──────── Data to process ────────

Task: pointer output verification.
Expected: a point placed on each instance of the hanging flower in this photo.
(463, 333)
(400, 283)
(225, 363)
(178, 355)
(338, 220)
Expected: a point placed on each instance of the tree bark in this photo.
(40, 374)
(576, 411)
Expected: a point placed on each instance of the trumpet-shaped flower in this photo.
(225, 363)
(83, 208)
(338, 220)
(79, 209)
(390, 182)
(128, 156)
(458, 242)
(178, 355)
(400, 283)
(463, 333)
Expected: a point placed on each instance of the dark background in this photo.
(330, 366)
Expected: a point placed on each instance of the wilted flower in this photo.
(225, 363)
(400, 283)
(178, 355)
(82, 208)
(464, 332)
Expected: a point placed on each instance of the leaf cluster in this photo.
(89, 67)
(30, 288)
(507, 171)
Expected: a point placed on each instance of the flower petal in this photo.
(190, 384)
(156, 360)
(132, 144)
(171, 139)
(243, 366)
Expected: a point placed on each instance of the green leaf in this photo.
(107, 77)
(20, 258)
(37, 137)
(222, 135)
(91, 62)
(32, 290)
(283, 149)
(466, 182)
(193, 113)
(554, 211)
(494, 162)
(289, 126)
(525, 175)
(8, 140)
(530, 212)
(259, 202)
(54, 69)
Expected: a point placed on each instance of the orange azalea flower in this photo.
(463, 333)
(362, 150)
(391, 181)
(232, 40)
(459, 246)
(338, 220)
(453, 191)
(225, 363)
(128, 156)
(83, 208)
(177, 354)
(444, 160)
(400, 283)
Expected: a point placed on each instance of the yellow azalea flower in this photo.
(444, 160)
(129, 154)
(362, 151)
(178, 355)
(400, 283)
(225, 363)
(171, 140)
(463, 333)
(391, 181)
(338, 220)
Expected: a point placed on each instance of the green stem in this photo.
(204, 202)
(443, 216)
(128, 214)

────────

■ Work instructions ■
Reproduce every item above word for word, with each one's points in the same order.

■ Written solution ■
Task: pointer output verification.
Expected: a point placed on each instance of the hanging flower in this photo.
(463, 333)
(400, 283)
(225, 363)
(178, 355)
(338, 220)
Expected: a point placed on each instance of the tree bark in this photo.
(40, 374)
(576, 411)
Expected: a point placed on each instance of the trumpet-shaped flower in this photo.
(225, 363)
(83, 208)
(338, 220)
(79, 209)
(390, 182)
(128, 156)
(458, 242)
(178, 355)
(400, 283)
(463, 333)
Expected: a point placed on each instance of the dark background in this photo.
(330, 366)
Expected: a point placed on each instance of the wilted flower in this photo.
(225, 363)
(400, 283)
(178, 355)
(82, 208)
(464, 332)
Expected: a point placed on each instance of the leaf cluster in this photo.
(89, 67)
(30, 288)
(507, 171)
Expected: a point placed on each instance of the flower petal in this photo.
(190, 384)
(156, 360)
(132, 144)
(171, 139)
(243, 366)
Expected: a point placed on each instance of the green leaf in this photo.
(107, 77)
(20, 258)
(37, 137)
(222, 135)
(91, 62)
(32, 290)
(283, 149)
(466, 182)
(193, 113)
(554, 211)
(494, 162)
(289, 126)
(525, 175)
(8, 140)
(530, 212)
(259, 202)
(54, 69)
Expected: a point placed on each instance of the orange azalea flower in this photo.
(463, 333)
(362, 150)
(391, 181)
(232, 40)
(459, 246)
(338, 220)
(453, 191)
(225, 363)
(128, 156)
(83, 208)
(177, 354)
(444, 160)
(400, 283)
Expected: a point placed on each instance of the yellow azalea flower in this photo.
(444, 160)
(129, 154)
(362, 151)
(178, 355)
(400, 283)
(225, 363)
(171, 140)
(463, 333)
(391, 181)
(338, 220)
Expected: a point placed on each instance of the green stem in this photo.
(204, 202)
(443, 216)
(128, 214)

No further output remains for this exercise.